▸ **EXERCISE SET**
a) In the test-driven development guide, what should you do if any test fails after a refactoring change?
b) Continue the test-driven development guide from where it stops.

# QUOTED PASSAGE start

Step 5.2: Refactor in Small Steps

After each change:

bash

npm run test -- path/to/module.spec.ts

If any test fails, undo the last change immediately. Refactoring must never break tests.

Step 5.3: Verify Final State

bash

npm run test -- "path/to/directory/"
npm run typecheck
npm run lint

markdown

## REFACTOR Complete

**Changes made:**
- [Refactoring 1]
- [Refactoring 2]

**All tests:** PASS
**Type check:** PASS
**Lint:** PASS

Cycle complete. Ready for next behavior or commit.

Common Rationalizations

When tempted to skip TDD, consult this table:

Rationalization	Rebuttal
"Too simple to test"	Simple code breaks. A one-line function with a typo is still a bug in production.
"Need exploration first"	Explore freely. Then delete the exploration and rebuild with TDD. Exploration code is throwaway.
"Tests after achieve same result"	Tests-after verify what the code IS. Tests-first verify what the code SHOULD BE. Only one of these catches design mistakes.
"TDD is dogmatic"	TDD is pragmatic: it finds bugs at write time instead of debug time. Dogma would be following it without evidence. The evidence is overwhelming.
"I'll write the test right after"	You won't. And if you do, you can't verify it catches the bug -- because the code already passes.
"This is just a config file"	If it can break production, it can have a test. If it can't break production, why are you changing it?
"The function is obvious"	Obvious functions get called with non-obvious inputs. The test documents what "obvious" means.

# QUOTED PASSAGE end
# ITEMS start

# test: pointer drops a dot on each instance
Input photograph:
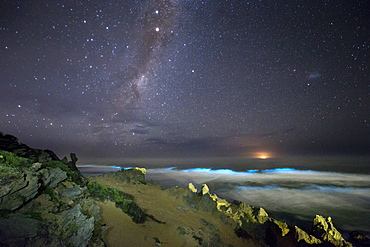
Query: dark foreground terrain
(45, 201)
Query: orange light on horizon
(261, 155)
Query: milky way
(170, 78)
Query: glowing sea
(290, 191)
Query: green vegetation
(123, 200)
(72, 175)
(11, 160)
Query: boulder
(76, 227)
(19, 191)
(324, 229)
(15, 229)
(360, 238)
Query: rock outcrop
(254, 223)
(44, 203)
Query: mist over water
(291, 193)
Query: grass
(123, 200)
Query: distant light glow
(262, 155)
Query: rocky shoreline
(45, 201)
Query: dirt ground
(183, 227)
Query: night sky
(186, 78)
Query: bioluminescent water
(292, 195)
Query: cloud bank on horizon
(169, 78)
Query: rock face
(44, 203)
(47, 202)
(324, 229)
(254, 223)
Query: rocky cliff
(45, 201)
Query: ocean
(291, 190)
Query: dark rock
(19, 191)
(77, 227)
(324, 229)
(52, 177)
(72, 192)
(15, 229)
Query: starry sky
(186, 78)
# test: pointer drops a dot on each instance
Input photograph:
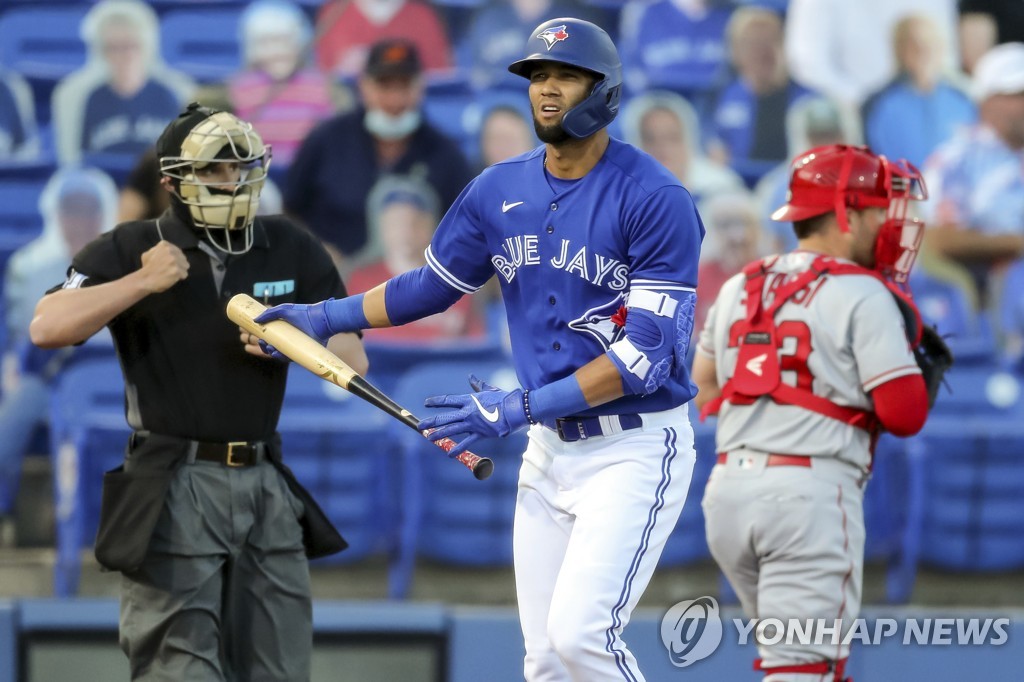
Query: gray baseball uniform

# ITEMS end

▸ **OUTPUTS**
a) Undo the last change immediately.

b)
"I need to see the implementation shape first"	The test IS the shape. Write what you want to call, then make it work. The test is the first client of your API.
"Mocking is too hard for this"	Hard-to-mock means hard-to-test means bad design. Fix the design. The difficulty is the signal.
"We're in a hurry"	TDD is faster. Debugging untested code is what wastes time. You're not saving time, you're borrowing it at high interest.
"Existing code has no tests"	Start now. Every tested line is one less future debugging session. Don't perpetuate the problem because someone else created it.

Red Flags -- Stop and Restart

If any of these occur, stop the current cycle and reassess:

•You wrote production code before a test -- Delete the code. Write the test.
•The test passes on the first run -- Your test doesn't test anything new. Rewrite it.
•You're not sure why the test fails -- You don't understand the system well enough. Read the code first.
•You added "just one more thing" in GREEN -- Revert to the last green state. Write a test for the extra thing.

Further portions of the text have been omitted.